Provided passage
BEGIN

Scottish people sing the hymn "Amazing Grace" differently from the rest of the world. This is because of bagpipes — and no, it's not because we become tone deaf through constantly hearing them. It's because most Scots grow up hearing "Amazing Grace" for the first time played with bagpipes.

The pipes don't have all the notes of the original hymn, so many years ago, bagpipe majors changed the notes of the third line in each verse to suit the pipes. As more and more Scots people heard the bagpipe version, they began to change the tune until eventually it became more common to sing the bagpipe melody rather than the original notes.

I can remember being at funerals when this transition began to occur. Organists would try to play the original notes whilst the people sung the bagpipe ones. Over time, the musicians eventually capitulated and someone wrote out the "new" notes. Nowadays, it's quite commonplace in Scotland to hear both musicians and the people sing "Amazing Grace" to the bagpipe version. I guess it's just evolved that way.

In the story of the rich man and Lazarus, we tend forget about the amazing grace that occurs here. "What grace?" I can hear you asking. "Doesn't the rich man get what he deserves?" But I'm not writing about the rich man; I'm referring to Lazarus. He has nothing in life but poverty, starvation, and death, but through the riches of God's grace, he is given every blessing in the after-life.

END

Given records
BEGIN

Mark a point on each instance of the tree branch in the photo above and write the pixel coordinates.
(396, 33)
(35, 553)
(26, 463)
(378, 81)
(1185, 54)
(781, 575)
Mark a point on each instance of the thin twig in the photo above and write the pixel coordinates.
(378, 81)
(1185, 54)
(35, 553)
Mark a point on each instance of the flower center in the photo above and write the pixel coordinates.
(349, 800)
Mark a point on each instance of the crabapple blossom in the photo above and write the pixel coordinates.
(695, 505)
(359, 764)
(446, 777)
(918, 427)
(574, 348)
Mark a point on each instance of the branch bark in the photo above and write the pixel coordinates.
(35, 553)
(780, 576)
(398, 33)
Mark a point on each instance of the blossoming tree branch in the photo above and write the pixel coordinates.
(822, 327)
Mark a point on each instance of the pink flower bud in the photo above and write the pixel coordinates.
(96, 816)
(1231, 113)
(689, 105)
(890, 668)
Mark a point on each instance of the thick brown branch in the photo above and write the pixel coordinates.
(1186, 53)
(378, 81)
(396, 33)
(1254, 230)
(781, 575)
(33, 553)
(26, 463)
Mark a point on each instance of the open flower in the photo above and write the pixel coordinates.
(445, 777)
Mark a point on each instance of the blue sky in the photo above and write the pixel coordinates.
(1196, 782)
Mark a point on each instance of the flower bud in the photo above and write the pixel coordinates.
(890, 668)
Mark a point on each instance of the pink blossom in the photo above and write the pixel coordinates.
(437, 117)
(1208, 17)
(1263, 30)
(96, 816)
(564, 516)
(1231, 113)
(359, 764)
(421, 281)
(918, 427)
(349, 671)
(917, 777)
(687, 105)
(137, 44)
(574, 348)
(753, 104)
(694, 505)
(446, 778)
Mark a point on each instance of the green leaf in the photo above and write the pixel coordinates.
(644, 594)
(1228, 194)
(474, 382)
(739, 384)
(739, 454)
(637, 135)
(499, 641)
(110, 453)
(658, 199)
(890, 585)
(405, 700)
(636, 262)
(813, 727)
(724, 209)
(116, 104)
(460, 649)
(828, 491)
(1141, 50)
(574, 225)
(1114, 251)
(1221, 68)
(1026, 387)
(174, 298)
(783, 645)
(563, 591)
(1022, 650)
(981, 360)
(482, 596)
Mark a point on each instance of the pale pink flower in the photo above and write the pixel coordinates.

END

Answer these questions from the passage on "Amazing Grace" and bagpipes:
(a) Which line of each verse did bagpipe majors change to suit the pipes?
(b) At funerals, what would organists try to play while the people sang the bagpipe notes?
(c) According to the passage, what does Lazarus have in life?

Response to the task
(a) The third line.
(b) The original notes.
(c) Nothing but poverty, starvation, and death.